Your objective :: Convert the items, from the first line through the line containing "point(354, 161)" with both ends included, into a JSON list of strings, one string per line and blank lines omitted.

Excerpted records ::
※ ※ ※
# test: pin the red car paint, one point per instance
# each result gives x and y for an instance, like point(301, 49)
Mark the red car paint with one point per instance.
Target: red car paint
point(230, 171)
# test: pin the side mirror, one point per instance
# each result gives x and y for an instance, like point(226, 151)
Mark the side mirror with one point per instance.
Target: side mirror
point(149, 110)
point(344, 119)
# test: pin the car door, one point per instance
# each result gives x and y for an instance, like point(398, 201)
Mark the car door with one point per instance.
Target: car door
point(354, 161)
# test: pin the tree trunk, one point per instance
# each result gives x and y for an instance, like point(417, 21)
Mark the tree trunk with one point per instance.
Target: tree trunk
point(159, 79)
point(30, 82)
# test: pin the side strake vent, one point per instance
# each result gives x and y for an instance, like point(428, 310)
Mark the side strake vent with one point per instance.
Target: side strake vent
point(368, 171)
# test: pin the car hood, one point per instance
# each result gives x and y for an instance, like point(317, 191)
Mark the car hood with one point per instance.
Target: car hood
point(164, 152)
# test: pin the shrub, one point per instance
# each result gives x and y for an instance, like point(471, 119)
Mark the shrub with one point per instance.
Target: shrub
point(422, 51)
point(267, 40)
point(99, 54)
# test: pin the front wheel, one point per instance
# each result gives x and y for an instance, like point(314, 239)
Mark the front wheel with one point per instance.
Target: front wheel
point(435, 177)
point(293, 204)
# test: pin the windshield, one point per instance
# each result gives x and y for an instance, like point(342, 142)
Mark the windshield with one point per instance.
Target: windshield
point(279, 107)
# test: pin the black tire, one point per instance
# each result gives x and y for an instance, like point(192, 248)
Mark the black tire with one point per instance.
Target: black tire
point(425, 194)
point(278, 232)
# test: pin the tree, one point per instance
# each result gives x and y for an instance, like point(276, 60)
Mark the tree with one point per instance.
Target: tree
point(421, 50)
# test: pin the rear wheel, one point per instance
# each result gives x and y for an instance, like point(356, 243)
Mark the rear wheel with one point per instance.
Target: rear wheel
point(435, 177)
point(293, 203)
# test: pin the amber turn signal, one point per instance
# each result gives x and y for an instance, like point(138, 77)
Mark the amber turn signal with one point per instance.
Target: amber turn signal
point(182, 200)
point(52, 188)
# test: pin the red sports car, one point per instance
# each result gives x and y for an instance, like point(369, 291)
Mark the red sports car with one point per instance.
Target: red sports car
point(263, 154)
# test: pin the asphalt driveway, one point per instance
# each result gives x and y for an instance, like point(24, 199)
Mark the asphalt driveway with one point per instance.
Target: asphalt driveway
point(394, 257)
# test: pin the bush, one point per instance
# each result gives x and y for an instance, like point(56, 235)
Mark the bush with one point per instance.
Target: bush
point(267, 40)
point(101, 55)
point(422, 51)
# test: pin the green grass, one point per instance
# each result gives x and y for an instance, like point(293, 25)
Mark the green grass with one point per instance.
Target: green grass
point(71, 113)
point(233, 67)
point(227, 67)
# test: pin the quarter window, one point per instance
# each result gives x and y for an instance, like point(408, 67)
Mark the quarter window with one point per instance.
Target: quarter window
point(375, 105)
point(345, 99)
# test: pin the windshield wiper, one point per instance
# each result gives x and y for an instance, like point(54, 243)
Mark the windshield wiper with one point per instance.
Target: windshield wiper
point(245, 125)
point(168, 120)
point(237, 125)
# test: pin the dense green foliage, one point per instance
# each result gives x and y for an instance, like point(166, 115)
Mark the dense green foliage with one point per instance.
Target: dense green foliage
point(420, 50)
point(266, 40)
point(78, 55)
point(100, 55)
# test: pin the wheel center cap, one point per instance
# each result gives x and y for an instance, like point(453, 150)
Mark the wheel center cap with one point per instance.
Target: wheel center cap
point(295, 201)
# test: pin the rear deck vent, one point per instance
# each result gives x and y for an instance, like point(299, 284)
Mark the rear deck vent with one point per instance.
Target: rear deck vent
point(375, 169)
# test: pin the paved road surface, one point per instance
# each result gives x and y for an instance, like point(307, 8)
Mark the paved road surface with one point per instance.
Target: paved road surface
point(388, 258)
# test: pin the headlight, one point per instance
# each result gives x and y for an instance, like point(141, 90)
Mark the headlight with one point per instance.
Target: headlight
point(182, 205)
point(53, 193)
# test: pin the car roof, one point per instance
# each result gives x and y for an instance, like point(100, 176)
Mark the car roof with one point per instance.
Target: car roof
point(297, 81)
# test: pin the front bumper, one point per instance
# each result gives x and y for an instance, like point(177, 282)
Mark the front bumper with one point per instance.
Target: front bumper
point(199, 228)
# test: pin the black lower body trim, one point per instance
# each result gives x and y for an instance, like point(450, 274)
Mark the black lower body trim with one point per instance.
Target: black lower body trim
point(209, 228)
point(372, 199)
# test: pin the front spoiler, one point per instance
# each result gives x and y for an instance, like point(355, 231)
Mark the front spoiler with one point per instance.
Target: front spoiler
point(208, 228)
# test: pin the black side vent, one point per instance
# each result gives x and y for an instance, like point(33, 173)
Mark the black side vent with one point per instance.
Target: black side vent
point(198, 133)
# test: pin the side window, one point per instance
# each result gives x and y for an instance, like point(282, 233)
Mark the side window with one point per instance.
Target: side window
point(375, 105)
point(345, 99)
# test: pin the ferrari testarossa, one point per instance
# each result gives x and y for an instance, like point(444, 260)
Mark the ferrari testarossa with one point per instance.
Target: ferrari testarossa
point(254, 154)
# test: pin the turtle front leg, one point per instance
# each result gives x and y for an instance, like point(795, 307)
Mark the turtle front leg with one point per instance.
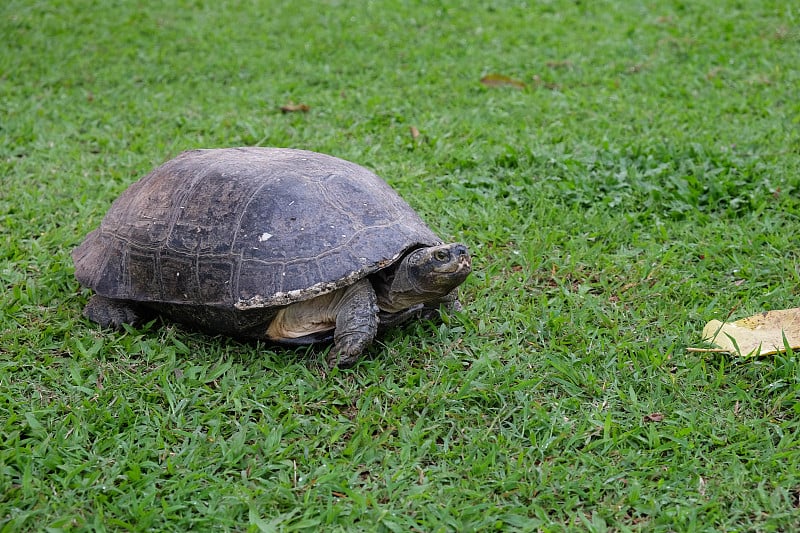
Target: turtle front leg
point(356, 324)
point(111, 313)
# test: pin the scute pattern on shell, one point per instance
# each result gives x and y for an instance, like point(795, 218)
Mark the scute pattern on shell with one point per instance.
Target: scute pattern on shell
point(249, 228)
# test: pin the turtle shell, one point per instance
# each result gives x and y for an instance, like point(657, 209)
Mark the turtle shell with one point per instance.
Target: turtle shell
point(247, 228)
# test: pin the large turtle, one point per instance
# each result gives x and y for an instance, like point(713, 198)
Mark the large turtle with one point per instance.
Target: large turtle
point(286, 245)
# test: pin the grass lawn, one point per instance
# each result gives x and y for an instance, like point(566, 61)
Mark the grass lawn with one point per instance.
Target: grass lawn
point(644, 180)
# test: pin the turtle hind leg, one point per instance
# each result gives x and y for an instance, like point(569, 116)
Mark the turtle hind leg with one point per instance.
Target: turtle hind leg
point(111, 313)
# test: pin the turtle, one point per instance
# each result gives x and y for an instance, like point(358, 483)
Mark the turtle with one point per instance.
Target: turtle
point(278, 244)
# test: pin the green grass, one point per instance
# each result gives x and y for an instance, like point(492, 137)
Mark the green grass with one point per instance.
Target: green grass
point(646, 180)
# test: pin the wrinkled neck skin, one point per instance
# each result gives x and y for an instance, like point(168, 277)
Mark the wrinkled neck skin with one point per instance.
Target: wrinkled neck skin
point(400, 291)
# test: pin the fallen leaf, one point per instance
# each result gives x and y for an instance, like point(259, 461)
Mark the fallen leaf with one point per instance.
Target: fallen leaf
point(291, 107)
point(499, 80)
point(761, 334)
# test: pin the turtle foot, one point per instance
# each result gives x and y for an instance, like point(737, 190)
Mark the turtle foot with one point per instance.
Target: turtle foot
point(111, 313)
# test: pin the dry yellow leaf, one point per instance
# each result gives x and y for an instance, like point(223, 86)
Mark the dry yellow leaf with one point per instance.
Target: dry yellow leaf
point(761, 334)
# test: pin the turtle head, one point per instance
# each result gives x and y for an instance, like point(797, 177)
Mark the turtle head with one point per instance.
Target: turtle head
point(425, 275)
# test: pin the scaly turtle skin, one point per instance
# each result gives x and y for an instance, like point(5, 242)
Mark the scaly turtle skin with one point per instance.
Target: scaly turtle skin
point(284, 245)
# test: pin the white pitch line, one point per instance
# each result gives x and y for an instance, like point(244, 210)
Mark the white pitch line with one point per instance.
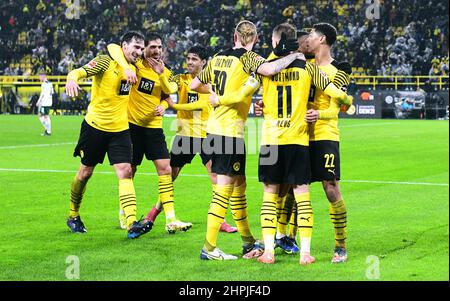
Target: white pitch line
point(205, 176)
point(366, 124)
point(35, 145)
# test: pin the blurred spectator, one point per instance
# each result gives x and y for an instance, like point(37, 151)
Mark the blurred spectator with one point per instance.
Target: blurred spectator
point(56, 35)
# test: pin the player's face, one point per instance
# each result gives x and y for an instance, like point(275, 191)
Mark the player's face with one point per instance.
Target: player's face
point(154, 49)
point(302, 44)
point(133, 50)
point(275, 40)
point(194, 63)
point(315, 39)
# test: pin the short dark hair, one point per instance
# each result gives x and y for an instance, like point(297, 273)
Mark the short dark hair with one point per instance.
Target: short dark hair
point(200, 51)
point(153, 36)
point(301, 33)
point(328, 30)
point(130, 35)
point(289, 30)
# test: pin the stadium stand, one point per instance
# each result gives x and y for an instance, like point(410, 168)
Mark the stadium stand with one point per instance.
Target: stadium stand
point(56, 35)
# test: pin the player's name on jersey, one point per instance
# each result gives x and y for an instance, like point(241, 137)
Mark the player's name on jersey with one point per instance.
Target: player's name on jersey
point(223, 63)
point(286, 76)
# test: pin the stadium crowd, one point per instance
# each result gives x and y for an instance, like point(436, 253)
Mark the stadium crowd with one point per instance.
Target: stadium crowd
point(56, 36)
※ ※ ※
Problem solution ::
[
  "# test: pin the red car paint, one point per instance",
  "# each result gives x and y for an instance, like point(301, 49)",
  "Mark the red car paint with one point per instance.",
  "Target: red car paint",
  "point(230, 171)",
  "# test: pin the side mirror, one point per instance",
  "# each result gives x and y for an instance, like point(226, 151)",
  "Mark the side mirror with one point per instance.",
  "Target: side mirror",
  "point(149, 110)",
  "point(344, 119)",
  "# test: pin the car door, one point per instance",
  "# each result gives x and y for an instance, like point(398, 201)",
  "Mark the car door with one point per instance.",
  "Target: car door",
  "point(354, 161)"
]